BEGIN LISTED ENTRIES

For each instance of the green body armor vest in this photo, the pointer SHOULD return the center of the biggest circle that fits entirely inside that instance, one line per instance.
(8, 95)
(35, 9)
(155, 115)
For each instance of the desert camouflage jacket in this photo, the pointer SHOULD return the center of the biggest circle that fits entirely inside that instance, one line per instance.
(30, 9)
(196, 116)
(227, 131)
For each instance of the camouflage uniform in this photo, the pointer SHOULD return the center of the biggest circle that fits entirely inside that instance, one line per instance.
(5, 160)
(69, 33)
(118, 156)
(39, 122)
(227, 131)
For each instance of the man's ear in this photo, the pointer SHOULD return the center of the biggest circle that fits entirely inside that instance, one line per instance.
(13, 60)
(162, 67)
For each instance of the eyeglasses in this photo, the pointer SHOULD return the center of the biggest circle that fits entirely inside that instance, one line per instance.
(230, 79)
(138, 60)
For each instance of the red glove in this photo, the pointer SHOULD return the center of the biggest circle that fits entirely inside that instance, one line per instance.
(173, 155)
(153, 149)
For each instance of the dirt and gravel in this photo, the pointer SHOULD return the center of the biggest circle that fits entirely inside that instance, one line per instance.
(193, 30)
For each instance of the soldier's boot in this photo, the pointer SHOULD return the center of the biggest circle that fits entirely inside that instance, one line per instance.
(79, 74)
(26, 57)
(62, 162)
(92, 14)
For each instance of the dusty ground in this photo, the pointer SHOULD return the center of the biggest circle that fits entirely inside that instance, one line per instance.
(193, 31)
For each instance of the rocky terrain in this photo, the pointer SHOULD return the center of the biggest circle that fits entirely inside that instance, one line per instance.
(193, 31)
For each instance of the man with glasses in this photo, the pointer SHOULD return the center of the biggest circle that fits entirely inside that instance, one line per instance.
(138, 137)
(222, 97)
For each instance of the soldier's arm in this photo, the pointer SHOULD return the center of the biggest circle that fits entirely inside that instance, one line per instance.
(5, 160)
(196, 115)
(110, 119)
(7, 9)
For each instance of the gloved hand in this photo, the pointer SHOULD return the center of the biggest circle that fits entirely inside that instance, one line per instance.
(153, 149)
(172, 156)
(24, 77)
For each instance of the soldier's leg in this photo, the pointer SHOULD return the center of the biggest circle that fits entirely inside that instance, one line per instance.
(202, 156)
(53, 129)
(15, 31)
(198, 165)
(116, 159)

END LISTED ENTRIES

▶ _WORK TO COMPLETE_
Your task is to retype the records above exactly.

▶ _RESPONSE_
For each instance of the green body armor vest in this photo, the pointer SHOULD return the center of the biggest circle that fits entirely inside that instance, one line per instance.
(8, 95)
(35, 9)
(155, 115)
For each instance of the desert camouflage jacket in this photo, the pointer SHOULD return the center of the biggest circle that fits entirely inside that instance, one line per instance.
(30, 9)
(196, 116)
(227, 131)
For each instance of the camouflage uniform in this photo, the pointer SHOULD return the center of the biggest circle that fits entirely inside that instance, one line per instance.
(5, 160)
(69, 33)
(118, 156)
(39, 122)
(227, 131)
For each instance of the man's ear in this photo, the pointer SHOULD return the center of the biggest circle that fits entirely inside that instance, one line per instance.
(13, 60)
(162, 67)
For each instance of the eyeglasses in this photo, the pointer SHOULD return the center of the biggest circle that fits entirely inside that instance, one line per instance.
(230, 79)
(138, 60)
For each instance of the red glove in this photo, the pointer SHOULD return the center of the biggest circle that fits entirely inside that instance, one line per instance.
(173, 155)
(153, 149)
For each instance of the dirt and gravel in this photo, the pointer SHOULD return the center of the biggest circle that fits entirely inside that instance, one line per instance.
(193, 30)
For each instance of the soldier's boot in this photo, the pointer SHOULD return the center of the biggest circle that fits entirely inside that instance, one line per instance.
(79, 74)
(26, 57)
(62, 162)
(92, 14)
For each instance of the dusty ground in this photo, the pointer SHOULD return the center of the biggest circle that fits entirely inside that instance, one line per instance.
(193, 31)
For each instance of the rocky terrain in this photo, the pointer SHOULD return the center of the biggest circle that fits entirely inside that instance, one line per instance.
(193, 31)
For each instance of the man with glasses in this photo, the pointer SHOULD return the center of the biggest circle that fits entirely inside that instance, one line per instance.
(138, 137)
(222, 97)
For each instance of the soldier's arm in this photo, the pointer SHOULD return the center of the biggest circle that fits entirely inside that instance, one line per instance.
(5, 160)
(196, 115)
(110, 119)
(7, 9)
For each instance of the gloved hand in this photo, the pointer SHOULD return the center of the biggest circle that fits entirely inside that instance, one line per instance.
(153, 149)
(172, 156)
(24, 77)
For each instance of the soldier's leg in this photo, the pointer SHOULD return the center of the biggest circle that fits entirely inside that instance, one line per instance.
(202, 156)
(53, 129)
(15, 31)
(198, 165)
(116, 159)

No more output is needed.